Information shown:
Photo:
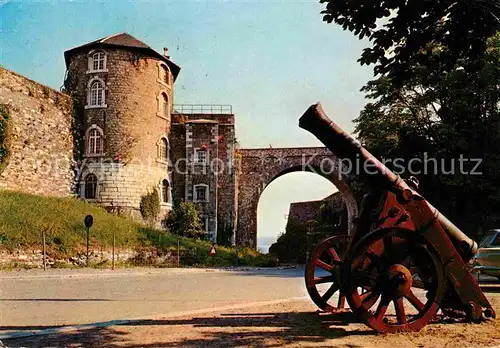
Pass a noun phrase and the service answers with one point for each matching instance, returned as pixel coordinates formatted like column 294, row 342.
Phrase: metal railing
column 215, row 109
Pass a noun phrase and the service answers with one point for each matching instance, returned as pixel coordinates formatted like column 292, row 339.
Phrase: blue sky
column 269, row 59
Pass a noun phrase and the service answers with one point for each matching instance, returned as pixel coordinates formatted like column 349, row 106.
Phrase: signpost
column 212, row 253
column 89, row 220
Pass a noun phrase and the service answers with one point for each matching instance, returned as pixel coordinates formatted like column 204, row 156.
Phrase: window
column 164, row 105
column 201, row 193
column 94, row 142
column 204, row 222
column 163, row 149
column 164, row 190
column 201, row 156
column 97, row 61
column 91, row 186
column 96, row 94
column 496, row 241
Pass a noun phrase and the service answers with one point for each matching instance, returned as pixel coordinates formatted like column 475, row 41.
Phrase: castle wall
column 131, row 122
column 42, row 143
column 216, row 134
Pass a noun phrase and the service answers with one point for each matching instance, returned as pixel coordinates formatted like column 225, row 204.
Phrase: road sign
column 89, row 220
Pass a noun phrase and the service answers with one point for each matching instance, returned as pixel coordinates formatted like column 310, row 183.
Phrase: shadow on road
column 226, row 330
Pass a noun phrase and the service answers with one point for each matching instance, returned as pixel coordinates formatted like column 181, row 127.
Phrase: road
column 33, row 300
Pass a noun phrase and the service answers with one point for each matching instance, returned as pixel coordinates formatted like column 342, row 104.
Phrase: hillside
column 23, row 217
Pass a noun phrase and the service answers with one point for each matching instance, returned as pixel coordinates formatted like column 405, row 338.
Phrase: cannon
column 403, row 262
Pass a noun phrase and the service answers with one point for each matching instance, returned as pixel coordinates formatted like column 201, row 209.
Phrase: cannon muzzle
column 345, row 147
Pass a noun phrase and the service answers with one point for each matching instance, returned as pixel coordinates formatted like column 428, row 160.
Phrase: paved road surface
column 37, row 300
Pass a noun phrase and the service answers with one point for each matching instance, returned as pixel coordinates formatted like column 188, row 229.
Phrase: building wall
column 131, row 122
column 215, row 133
column 42, row 143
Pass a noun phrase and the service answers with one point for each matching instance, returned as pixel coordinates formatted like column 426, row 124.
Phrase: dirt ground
column 292, row 324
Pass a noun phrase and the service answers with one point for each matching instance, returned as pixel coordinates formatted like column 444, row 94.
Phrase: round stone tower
column 123, row 96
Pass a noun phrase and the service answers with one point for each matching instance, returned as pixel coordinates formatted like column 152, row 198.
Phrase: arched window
column 164, row 105
column 163, row 149
column 91, row 186
column 201, row 193
column 98, row 61
column 94, row 142
column 164, row 190
column 165, row 74
column 96, row 94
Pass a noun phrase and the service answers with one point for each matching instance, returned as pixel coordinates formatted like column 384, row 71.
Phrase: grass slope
column 23, row 217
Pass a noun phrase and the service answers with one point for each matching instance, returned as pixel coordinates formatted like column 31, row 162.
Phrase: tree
column 443, row 112
column 184, row 220
column 403, row 31
column 224, row 232
column 291, row 246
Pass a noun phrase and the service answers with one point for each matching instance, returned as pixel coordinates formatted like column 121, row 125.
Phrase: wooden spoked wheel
column 322, row 273
column 404, row 273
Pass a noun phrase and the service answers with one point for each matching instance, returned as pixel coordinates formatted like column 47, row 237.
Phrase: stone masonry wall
column 132, row 124
column 42, row 142
column 216, row 134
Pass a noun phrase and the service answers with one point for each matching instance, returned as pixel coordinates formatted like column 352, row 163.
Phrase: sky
column 270, row 60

Task goal:
Repeat the material verbatim but without any of its pictures.

Written answer:
Photo:
Pass a noun phrase and the service answers with one point for each matching instance, returned as pixel coordinates formatted like column 294, row 342.
Phrase: metal railing
column 215, row 109
Pass a noun phrase and the service answers with one point for each matching instance, returned as pixel coordinates formatted like column 292, row 339.
Phrase: blue sky
column 269, row 59
Pass a noun phrase and the service answers with one point for each matching instance, returned as pixel coordinates formatted like column 349, row 106.
Phrase: signpost
column 212, row 253
column 89, row 220
Pass a noun phrase and the service answers with one point for each matching instance, returned as pixel coordinates formatted like column 204, row 156.
Phrase: window
column 164, row 105
column 201, row 193
column 94, row 142
column 204, row 222
column 163, row 149
column 164, row 190
column 201, row 156
column 97, row 61
column 91, row 186
column 96, row 94
column 496, row 241
Pass a noun phrase and the service answers with one point for each matching instance, returned as pixel coordinates formatted like column 475, row 41.
Phrase: castle wall
column 131, row 122
column 42, row 143
column 216, row 134
Pass a noun phrase and the service answers with one point for each matching instance, returned as pixel coordinates formatted like column 225, row 204.
Phrase: road sign
column 89, row 220
Pass a noun phrase and the service answers with one point for each matching instance, returned as pixel coordinates formatted like column 310, row 183.
Phrase: shadow on road
column 226, row 330
Pass a noun phrase and the service answers with one point for each matching instance, returned as pixel coordinates formatted like column 181, row 127.
Phrase: road
column 33, row 300
Pass a noun phrase and the service answers with one point for each matching instance, returned as pixel coordinates formatted like column 342, row 104.
Phrase: hillside
column 23, row 217
Pass a noun phrase and the service answers with one point for each matching instance, returned as pixel coordinates formatted like column 405, row 338.
Phrase: cannon
column 403, row 262
Pass a noun phrase and the service answers with one point for each matching instance, returned as pixel coordinates formatted like column 201, row 209.
Phrase: cannon muzzle
column 345, row 147
Pass a noun phrase and the service answers with one point for each matching instance, returned as pixel coordinates formatted like column 428, row 160.
Phrase: paved road surface
column 37, row 300
Pass a noun phrase and the service answers with one point for each matching instance, returned as pixel coordinates formatted like column 188, row 229.
Phrase: building wall
column 131, row 122
column 215, row 133
column 42, row 143
Pass a noun phrase and the service answers with one point for each matching instance, returned as pixel coordinates formatted like column 426, row 124.
Phrase: dirt ground
column 292, row 324
Pass a noun phrase and the service answers with one point for each matching instance, returned as pixel coordinates formatted like column 444, row 94.
Phrase: round stone tower
column 123, row 96
Pass a noun phrase and the service answers with one point for each matching instance, returned as pixel coordinates formatted like column 152, row 198.
Phrase: arched window
column 164, row 105
column 163, row 149
column 91, row 186
column 201, row 193
column 98, row 61
column 94, row 142
column 164, row 190
column 165, row 74
column 96, row 94
Pass a noun phrase and the service answers with one point for each matching instance, returned as pixel coordinates formatted like column 384, row 71.
Phrase: grass slope
column 23, row 217
Pass a noun phrase and the service answers with one point for each matching instance, returned as pixel coordinates formatted like column 31, row 162.
Phrase: tree
column 443, row 112
column 184, row 220
column 403, row 31
column 224, row 232
column 291, row 246
Pass a noun phrase and the service answers with one point for each matching instance, returned as pixel coordinates formatted like column 121, row 125.
Phrase: wooden spoked wheel
column 322, row 273
column 404, row 273
Pass a noun phrase and the service answers with one point for each matching instance, returned as pixel coordinates formatted like column 47, row 237.
Phrase: stone masonry wall
column 132, row 124
column 42, row 142
column 216, row 134
Pass a noun phrase and the service answers with one point for each matching instance, returned as pixel coordinates formatted like column 352, row 163.
Phrase: sky
column 270, row 60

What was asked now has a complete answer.